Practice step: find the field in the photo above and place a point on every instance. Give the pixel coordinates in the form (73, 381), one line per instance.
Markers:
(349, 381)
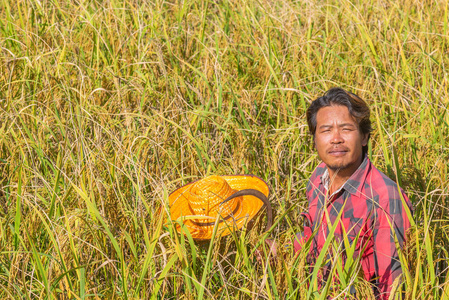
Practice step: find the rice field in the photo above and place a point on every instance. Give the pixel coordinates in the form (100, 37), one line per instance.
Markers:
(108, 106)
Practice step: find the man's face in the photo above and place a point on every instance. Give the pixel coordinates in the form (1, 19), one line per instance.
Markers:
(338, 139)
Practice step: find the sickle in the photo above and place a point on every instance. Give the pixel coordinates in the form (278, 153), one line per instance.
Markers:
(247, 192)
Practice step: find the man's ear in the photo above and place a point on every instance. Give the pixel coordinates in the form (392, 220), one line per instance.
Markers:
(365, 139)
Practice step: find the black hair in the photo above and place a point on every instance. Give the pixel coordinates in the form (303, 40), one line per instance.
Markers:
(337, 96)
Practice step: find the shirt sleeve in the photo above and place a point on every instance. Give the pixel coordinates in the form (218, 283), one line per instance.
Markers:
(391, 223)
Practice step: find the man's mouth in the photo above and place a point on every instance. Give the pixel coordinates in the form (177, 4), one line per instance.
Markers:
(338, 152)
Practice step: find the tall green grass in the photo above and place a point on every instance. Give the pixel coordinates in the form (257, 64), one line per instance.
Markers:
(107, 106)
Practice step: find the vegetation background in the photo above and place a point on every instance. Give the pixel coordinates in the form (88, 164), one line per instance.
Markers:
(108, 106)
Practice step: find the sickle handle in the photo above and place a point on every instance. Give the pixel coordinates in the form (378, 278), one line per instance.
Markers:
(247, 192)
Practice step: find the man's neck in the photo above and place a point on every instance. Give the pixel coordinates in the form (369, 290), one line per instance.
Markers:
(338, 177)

____

→ **WHAT YOU NEED TO DO**: Could you reproduce the data above exactly, without its pictures?

→ **TASK OUTPUT**:
Practice step: find the field in the photo above and place a point on every instance. Give the pixel coordinates in the form (73, 381), one line per instance.
Markers:
(349, 381)
Practice step: find the rice field in the photo above and place a point on every instance. Give the pixel coordinates in the form (100, 37), one line per instance.
Markers:
(108, 106)
Practice step: find the man's face in the photo above and place a point on every instance. Give the pixel coordinates in the form (1, 19), one line per instance.
Markers:
(338, 139)
Practice step: find the sickle in the photo above and place a point on every instance. Give the pixel coordinates in the form (278, 153), one line per instance.
Markers:
(247, 192)
Practice step: find the man's ear in the photo above and place a point on every instance. Give the pixel coordinates in the form (392, 220), one line per instance.
Markers:
(365, 139)
Practice step: find the black hair in the photo above and place a point on every instance. Give the pixel coordinates in the form (303, 40), one line per instance.
Markers:
(337, 96)
Practice step: find the shirt sleeve in the photo above and place a point on every instance. Give the pixel coordinates in the form (218, 283), one line per instance.
Markers:
(391, 223)
Practice step: find the man's mouth in the photo above and place a point on every instance. Give the pixel coordinates in the form (177, 4), one line per instance.
Markers:
(338, 152)
Practice step: find the tall green grass in the photo above and place a point on every instance. Give the pixel coordinates in the form (257, 64), one line per instance.
Markers:
(107, 106)
Practice step: find the vegetation background in the photo above and place a point on every instance. Give the pixel coordinates in the form (88, 164), one line per instance.
Markers:
(108, 106)
Practice step: find the sickle handle in the photo above and place a point on every instance. Give the pixel coordinates in the form (378, 278), one line per instance.
Markers:
(247, 192)
Practice step: find the man's neck in the photo above and place a point on every instance. Give the pixel coordinates in the form (369, 290), one line per instance.
Markers:
(338, 177)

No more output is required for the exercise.